═════ THE DATA ═════

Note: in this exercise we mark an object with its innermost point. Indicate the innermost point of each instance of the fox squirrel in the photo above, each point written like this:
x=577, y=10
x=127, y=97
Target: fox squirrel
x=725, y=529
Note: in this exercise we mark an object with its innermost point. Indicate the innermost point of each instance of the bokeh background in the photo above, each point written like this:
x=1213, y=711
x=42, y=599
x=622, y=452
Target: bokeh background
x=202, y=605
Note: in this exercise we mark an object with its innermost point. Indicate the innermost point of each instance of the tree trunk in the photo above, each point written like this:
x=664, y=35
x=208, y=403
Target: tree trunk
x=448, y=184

═════
═════ THE DATA ═════

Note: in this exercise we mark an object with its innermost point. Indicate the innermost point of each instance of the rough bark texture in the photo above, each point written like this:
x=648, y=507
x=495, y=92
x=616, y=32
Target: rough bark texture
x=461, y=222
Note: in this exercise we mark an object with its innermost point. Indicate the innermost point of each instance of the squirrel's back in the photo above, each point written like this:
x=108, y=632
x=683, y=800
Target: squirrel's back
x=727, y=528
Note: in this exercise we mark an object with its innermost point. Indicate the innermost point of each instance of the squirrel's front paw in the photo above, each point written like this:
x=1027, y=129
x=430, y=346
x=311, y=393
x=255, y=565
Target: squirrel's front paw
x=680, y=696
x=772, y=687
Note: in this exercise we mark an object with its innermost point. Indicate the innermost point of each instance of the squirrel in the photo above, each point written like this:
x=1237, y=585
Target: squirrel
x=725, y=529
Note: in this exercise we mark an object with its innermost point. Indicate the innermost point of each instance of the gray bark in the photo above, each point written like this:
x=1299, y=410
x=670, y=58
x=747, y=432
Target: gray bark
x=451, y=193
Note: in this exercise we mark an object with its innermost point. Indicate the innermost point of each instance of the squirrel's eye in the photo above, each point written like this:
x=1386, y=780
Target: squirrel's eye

═════

→ YOUR OBJECTIVE:
Could you copy out every line of the data starting with the line that contains "of the gray" and going on through the line that contains "Target: squirrel's eye", shifting each answer coordinate by adding 119 to it and keeping every other line unchanged?

→ RESPONSE TO THIS TASK:
Note: in this exercise we mark an object with its innermost point. Indicate the innermost point of each instance of the gray bark in the photo above, each point written like this:
x=1299, y=410
x=670, y=58
x=747, y=432
Target: gray bark
x=570, y=312
Note: in this exercise we mark an object with its innermost point. Indicate the innermost point of each instance of the squirrel's eye in the photo above, each point written like this:
x=1386, y=780
Target: squirrel's eye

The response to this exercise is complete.